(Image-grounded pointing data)

==*==

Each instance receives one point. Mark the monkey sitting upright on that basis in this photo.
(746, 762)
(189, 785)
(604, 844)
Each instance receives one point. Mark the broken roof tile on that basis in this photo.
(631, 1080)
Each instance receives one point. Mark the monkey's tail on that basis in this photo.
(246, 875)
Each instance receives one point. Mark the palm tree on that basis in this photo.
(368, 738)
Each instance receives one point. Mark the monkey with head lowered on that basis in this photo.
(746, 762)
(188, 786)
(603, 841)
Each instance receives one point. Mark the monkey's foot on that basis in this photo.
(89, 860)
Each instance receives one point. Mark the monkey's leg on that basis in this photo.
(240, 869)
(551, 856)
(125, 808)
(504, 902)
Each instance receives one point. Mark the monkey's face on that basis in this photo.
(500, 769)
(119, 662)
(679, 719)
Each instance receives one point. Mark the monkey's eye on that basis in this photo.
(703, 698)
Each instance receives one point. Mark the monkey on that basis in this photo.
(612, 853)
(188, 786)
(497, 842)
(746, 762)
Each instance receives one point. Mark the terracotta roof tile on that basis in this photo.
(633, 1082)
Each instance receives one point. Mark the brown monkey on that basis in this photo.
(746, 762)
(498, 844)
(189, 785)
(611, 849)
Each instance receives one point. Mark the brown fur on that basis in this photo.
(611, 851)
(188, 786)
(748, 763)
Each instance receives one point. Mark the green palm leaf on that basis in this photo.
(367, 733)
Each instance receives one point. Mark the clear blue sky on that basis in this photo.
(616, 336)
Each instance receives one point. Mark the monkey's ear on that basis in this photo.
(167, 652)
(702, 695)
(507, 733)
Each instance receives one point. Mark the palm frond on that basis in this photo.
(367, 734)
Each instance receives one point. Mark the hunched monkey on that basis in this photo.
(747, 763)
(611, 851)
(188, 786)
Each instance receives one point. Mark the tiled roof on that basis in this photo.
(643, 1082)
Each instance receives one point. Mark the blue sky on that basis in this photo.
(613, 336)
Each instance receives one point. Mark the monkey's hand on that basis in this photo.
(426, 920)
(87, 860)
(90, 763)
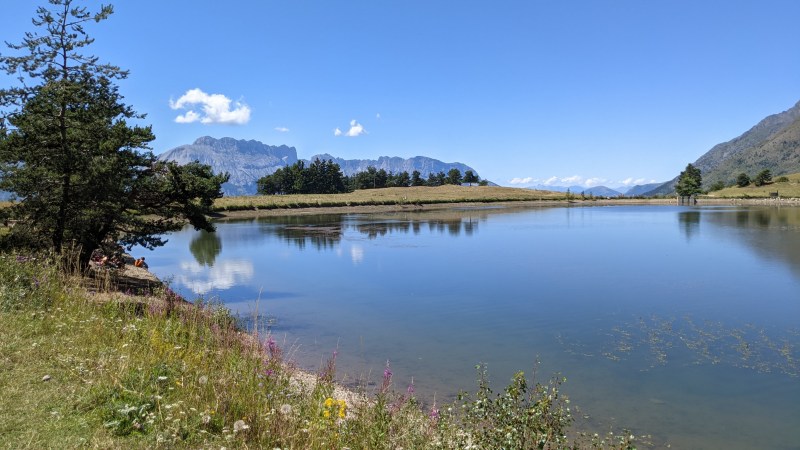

==*==

Print all the entries again exactly as written, but without the pictures.

Each instance receives one point. Mark the monkey sitting upright on that basis in this photo.
(746, 762)
(189, 785)
(604, 844)
Each instance receives one point. Mark the broken roof tile on that basis in this photo.
(631, 1080)
Each instance receives one point. Mark the monkey's tail on that basis in this photo.
(246, 875)
Each instance receives one point. Mark the palm tree on that basis in this photo.
(368, 738)
Each instance receives one point. Mark the monkey with head lowered on that basis in this photo.
(746, 762)
(188, 786)
(603, 841)
Each instance receives one point. Mark the monkey's foot on that basis in this photo.
(89, 860)
Each instance receives one point. Mark the monkey's leg on that basis in this photo.
(240, 869)
(551, 856)
(125, 808)
(504, 902)
Each instance receives one point. Mark the monkey's face on that basis in this photo.
(500, 769)
(119, 662)
(679, 719)
Each instance receives one point. Mark the monkey's eye on that basis in this photo.
(703, 698)
Each instance receives one point. Mark the monkey on that basis in this photo.
(612, 853)
(188, 786)
(497, 842)
(746, 762)
Each instance receives one point. Mark the terracotta roof tile on that basis in this photo.
(633, 1082)
Each instance receives one point. Mark the brown monkey on that basis in this photo.
(746, 762)
(498, 844)
(189, 785)
(611, 849)
Each instance receives one point. Mark the brown fur on that basis in this photo.
(611, 851)
(188, 786)
(748, 763)
Each instance receives one point. Mark the green palm leaf on that basis in this photo.
(367, 733)
Each instance receives one point. Mark the clear blue sky on that basis in this photo.
(616, 336)
Each instance receives one point. Mark the monkey's ear on that basis in this photo.
(167, 652)
(702, 695)
(507, 733)
Each instance receives one point. Mark the palm frond on that basis in this photo.
(367, 734)
Each instance receives one point. Mark the hunched monkey on that basis in this photo.
(747, 763)
(611, 851)
(188, 786)
Each instance receives one point. Mark the tiled roof on that basis in this photo.
(643, 1082)
Each instance receives one point. Mark the blue sky on that basis in this photo.
(613, 336)
Each instance receives one point. Mark the monkey's hand on that basis in this photo.
(426, 920)
(87, 860)
(90, 763)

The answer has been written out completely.